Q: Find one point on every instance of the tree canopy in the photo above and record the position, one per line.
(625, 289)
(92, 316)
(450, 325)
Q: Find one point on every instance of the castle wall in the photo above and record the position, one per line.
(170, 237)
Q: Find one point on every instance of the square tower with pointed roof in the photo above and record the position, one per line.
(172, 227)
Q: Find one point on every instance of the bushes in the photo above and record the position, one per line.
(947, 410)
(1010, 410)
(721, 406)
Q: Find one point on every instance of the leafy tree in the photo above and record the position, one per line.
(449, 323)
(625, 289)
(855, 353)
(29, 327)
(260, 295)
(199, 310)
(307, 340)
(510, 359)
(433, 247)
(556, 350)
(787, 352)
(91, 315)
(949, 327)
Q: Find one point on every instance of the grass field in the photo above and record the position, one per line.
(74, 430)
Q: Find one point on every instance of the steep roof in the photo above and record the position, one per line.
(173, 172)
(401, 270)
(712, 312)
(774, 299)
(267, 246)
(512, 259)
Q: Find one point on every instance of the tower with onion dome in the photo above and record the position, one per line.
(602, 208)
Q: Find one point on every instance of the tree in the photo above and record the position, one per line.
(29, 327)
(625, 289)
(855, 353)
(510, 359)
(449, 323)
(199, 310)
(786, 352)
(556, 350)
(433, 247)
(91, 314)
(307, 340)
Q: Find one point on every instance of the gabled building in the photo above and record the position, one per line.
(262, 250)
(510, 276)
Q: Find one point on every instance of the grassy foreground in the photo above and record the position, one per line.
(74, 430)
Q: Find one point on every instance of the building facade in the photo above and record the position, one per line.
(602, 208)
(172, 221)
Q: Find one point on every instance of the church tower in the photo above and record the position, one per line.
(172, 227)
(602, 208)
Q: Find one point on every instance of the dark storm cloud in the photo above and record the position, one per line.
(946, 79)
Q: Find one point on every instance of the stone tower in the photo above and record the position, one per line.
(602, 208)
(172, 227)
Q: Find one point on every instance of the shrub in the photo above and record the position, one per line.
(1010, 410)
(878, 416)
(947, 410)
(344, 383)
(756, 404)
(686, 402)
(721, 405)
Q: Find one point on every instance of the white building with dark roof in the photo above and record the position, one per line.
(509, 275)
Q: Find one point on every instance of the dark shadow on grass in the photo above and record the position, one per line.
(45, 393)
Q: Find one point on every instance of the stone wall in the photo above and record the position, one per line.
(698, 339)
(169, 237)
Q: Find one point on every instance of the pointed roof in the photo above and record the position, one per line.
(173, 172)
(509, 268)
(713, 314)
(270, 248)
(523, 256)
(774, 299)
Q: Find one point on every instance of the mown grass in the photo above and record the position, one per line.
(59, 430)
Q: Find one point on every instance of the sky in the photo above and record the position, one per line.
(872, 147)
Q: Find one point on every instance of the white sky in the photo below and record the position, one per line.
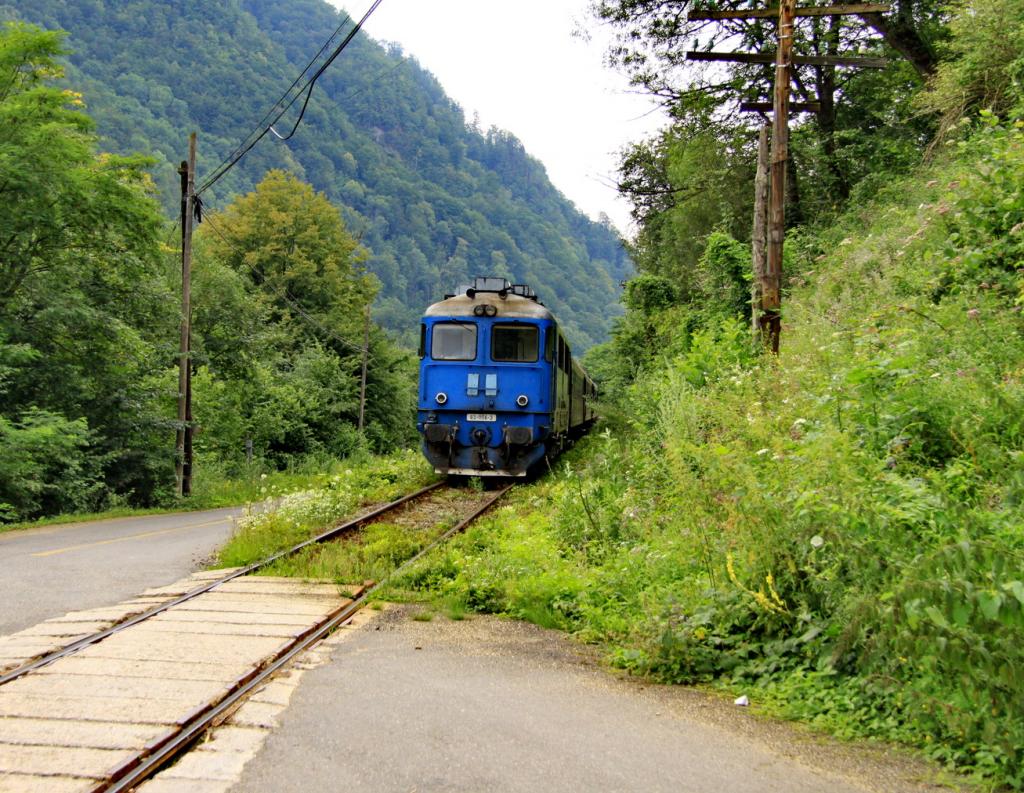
(518, 65)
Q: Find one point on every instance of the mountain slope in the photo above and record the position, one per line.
(432, 199)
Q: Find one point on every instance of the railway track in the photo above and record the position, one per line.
(165, 737)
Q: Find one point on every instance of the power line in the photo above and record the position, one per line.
(285, 295)
(306, 89)
(261, 125)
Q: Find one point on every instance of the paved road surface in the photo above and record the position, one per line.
(50, 571)
(493, 705)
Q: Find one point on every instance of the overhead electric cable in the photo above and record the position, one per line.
(285, 295)
(306, 89)
(260, 129)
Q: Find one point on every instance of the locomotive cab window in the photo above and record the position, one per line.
(453, 341)
(517, 343)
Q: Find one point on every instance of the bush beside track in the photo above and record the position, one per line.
(839, 536)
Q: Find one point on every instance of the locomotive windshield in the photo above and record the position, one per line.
(517, 343)
(454, 341)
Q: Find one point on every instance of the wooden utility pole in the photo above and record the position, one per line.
(759, 236)
(767, 289)
(366, 357)
(183, 442)
(771, 284)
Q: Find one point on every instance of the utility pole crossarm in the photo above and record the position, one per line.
(772, 13)
(767, 107)
(769, 57)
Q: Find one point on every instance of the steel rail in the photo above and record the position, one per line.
(163, 750)
(330, 534)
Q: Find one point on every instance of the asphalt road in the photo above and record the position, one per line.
(53, 570)
(493, 705)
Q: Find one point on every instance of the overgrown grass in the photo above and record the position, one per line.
(303, 513)
(840, 533)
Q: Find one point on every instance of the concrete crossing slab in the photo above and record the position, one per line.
(80, 716)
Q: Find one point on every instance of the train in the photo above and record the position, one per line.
(499, 388)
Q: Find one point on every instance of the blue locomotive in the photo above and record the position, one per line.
(499, 387)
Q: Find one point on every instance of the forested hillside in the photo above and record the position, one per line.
(836, 532)
(432, 199)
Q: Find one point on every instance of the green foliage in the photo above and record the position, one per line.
(281, 309)
(301, 514)
(984, 64)
(44, 465)
(430, 197)
(84, 304)
(837, 533)
(649, 294)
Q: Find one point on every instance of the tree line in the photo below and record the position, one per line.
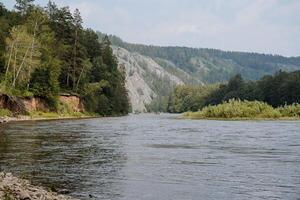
(280, 89)
(46, 51)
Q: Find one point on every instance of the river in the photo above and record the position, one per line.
(157, 157)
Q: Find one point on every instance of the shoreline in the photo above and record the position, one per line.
(12, 187)
(25, 118)
(242, 119)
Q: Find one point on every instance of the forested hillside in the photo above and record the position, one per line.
(211, 65)
(278, 90)
(46, 51)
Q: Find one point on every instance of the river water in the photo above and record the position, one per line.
(157, 157)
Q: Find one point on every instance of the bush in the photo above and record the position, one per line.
(235, 109)
(290, 110)
(5, 113)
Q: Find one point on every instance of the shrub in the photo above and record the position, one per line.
(5, 113)
(237, 109)
(290, 110)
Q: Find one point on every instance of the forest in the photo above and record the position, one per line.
(280, 89)
(45, 51)
(211, 65)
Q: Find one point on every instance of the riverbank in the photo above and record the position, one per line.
(246, 110)
(45, 116)
(13, 188)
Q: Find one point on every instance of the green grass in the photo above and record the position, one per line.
(5, 113)
(237, 109)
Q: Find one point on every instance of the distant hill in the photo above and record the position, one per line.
(153, 71)
(211, 65)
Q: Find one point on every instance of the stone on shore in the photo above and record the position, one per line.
(18, 189)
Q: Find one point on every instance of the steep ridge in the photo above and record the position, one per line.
(145, 78)
(152, 71)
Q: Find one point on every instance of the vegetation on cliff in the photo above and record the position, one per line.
(237, 109)
(45, 51)
(281, 89)
(211, 65)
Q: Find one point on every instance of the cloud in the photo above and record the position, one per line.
(267, 26)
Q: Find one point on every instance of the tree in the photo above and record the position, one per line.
(20, 62)
(24, 5)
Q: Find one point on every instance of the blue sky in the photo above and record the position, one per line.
(265, 26)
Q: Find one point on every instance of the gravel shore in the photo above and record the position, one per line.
(13, 188)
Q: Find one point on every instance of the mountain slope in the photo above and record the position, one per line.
(145, 79)
(152, 71)
(211, 65)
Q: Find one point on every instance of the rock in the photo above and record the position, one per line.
(140, 72)
(20, 189)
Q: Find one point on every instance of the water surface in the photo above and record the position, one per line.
(147, 157)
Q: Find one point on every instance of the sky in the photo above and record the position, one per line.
(264, 26)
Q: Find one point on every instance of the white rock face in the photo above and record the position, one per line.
(139, 70)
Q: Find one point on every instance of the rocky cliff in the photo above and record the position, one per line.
(145, 78)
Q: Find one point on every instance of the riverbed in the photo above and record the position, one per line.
(161, 157)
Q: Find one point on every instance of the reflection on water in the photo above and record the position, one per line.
(156, 157)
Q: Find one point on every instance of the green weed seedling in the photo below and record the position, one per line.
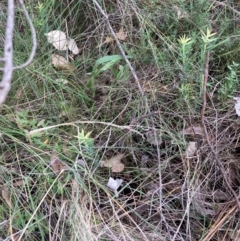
(101, 65)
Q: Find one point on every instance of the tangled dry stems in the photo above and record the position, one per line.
(166, 196)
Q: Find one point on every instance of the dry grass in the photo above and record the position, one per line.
(165, 195)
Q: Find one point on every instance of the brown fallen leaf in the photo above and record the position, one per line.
(191, 149)
(72, 46)
(121, 35)
(151, 137)
(108, 40)
(193, 130)
(61, 63)
(114, 163)
(6, 196)
(56, 163)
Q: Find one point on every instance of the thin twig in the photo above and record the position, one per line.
(5, 84)
(220, 165)
(120, 47)
(34, 38)
(226, 6)
(142, 94)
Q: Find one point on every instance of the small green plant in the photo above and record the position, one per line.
(185, 50)
(101, 65)
(230, 83)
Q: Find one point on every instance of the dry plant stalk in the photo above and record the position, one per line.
(5, 84)
(220, 165)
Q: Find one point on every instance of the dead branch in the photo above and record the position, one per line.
(5, 84)
(220, 165)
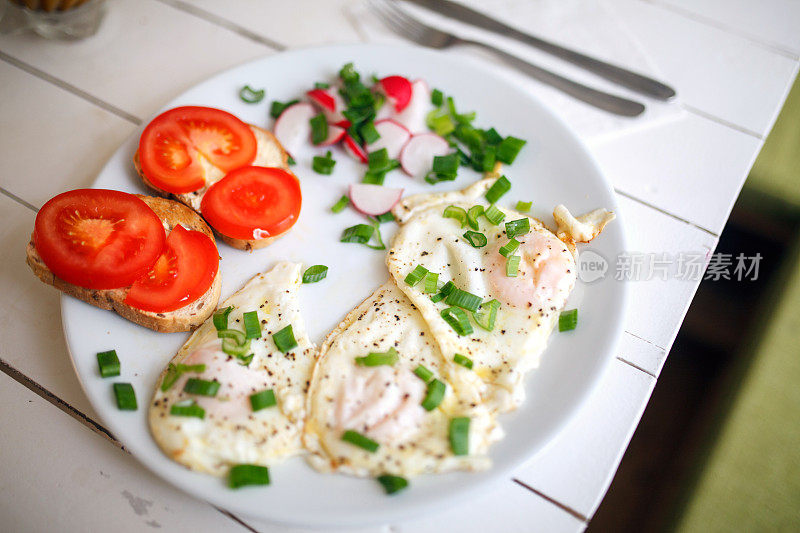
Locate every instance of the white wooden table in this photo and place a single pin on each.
(65, 107)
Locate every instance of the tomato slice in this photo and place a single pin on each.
(97, 238)
(170, 144)
(253, 203)
(183, 272)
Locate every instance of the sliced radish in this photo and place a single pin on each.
(353, 148)
(397, 90)
(292, 128)
(414, 115)
(417, 155)
(393, 137)
(373, 200)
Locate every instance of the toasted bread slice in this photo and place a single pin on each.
(183, 319)
(270, 153)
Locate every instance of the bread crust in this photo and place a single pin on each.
(184, 319)
(193, 198)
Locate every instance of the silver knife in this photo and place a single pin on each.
(619, 75)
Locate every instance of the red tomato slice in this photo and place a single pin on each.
(253, 203)
(184, 272)
(98, 239)
(170, 144)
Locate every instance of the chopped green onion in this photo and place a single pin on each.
(512, 266)
(252, 327)
(494, 215)
(319, 129)
(315, 273)
(278, 107)
(498, 189)
(353, 437)
(509, 248)
(221, 317)
(339, 206)
(201, 387)
(126, 397)
(568, 320)
(486, 314)
(463, 299)
(392, 484)
(459, 435)
(243, 475)
(360, 233)
(187, 408)
(323, 164)
(423, 373)
(388, 358)
(262, 400)
(457, 319)
(462, 360)
(416, 275)
(108, 363)
(458, 213)
(431, 282)
(477, 240)
(508, 149)
(250, 95)
(284, 339)
(434, 395)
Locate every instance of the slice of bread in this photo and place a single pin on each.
(183, 319)
(269, 153)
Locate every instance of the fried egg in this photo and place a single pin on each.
(383, 403)
(231, 431)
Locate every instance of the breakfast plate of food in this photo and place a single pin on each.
(338, 286)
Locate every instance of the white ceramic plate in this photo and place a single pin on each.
(553, 168)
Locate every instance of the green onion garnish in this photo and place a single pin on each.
(434, 395)
(360, 233)
(416, 275)
(498, 189)
(457, 213)
(459, 435)
(477, 240)
(388, 358)
(392, 484)
(568, 320)
(323, 164)
(509, 248)
(512, 266)
(250, 95)
(486, 314)
(508, 149)
(353, 437)
(518, 227)
(262, 400)
(201, 387)
(243, 475)
(252, 327)
(221, 317)
(457, 319)
(284, 339)
(319, 129)
(463, 299)
(315, 273)
(462, 360)
(126, 397)
(494, 215)
(278, 107)
(423, 373)
(108, 363)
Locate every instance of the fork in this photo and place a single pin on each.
(404, 24)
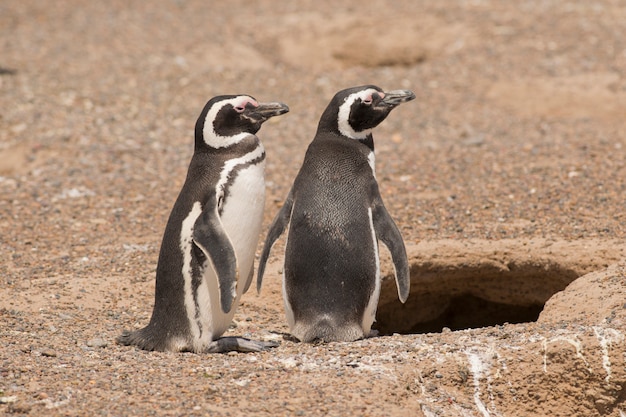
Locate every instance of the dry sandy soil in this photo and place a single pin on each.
(506, 177)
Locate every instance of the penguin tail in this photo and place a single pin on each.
(326, 329)
(145, 340)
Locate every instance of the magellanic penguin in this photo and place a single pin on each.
(335, 216)
(207, 253)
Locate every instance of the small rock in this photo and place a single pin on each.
(9, 399)
(97, 342)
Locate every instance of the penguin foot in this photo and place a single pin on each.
(239, 344)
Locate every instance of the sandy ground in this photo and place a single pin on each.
(506, 177)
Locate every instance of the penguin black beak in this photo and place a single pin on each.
(396, 97)
(265, 111)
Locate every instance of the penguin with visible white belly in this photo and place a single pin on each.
(335, 216)
(207, 253)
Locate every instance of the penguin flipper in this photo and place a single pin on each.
(387, 231)
(210, 237)
(239, 344)
(276, 229)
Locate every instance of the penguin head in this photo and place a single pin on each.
(354, 112)
(226, 120)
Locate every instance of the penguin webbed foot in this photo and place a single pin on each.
(239, 344)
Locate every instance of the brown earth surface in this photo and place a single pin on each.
(506, 177)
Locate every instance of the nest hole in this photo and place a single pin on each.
(470, 295)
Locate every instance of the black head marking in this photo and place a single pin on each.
(354, 112)
(226, 120)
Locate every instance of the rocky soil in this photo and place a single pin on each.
(506, 177)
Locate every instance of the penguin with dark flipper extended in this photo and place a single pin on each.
(335, 216)
(207, 253)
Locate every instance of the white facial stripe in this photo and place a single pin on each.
(343, 117)
(210, 136)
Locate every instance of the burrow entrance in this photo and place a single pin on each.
(457, 286)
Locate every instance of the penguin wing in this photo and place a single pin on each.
(276, 229)
(210, 237)
(387, 231)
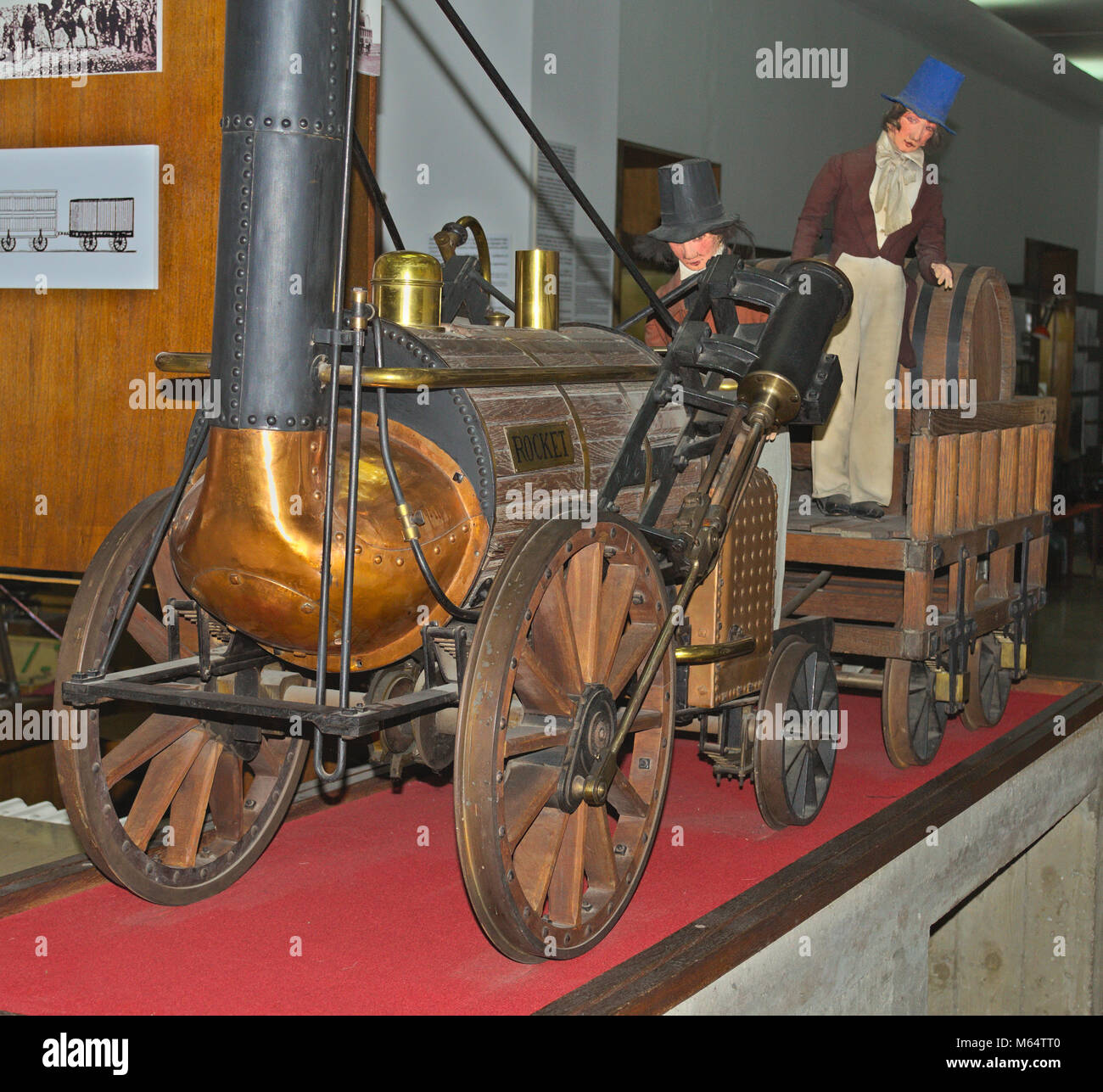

**GIVEN PROBLEM**
Gather every line of the records above that contains the word "tomato", and copy each one in full. Case counts, so match only that exact capitalization.

**EXERCISE SOLUTION**
Locate every instance of the tomato slice in this photo and place a single pin on each.
Locate every instance of the red tomato slice in this photo and place a single pin on each.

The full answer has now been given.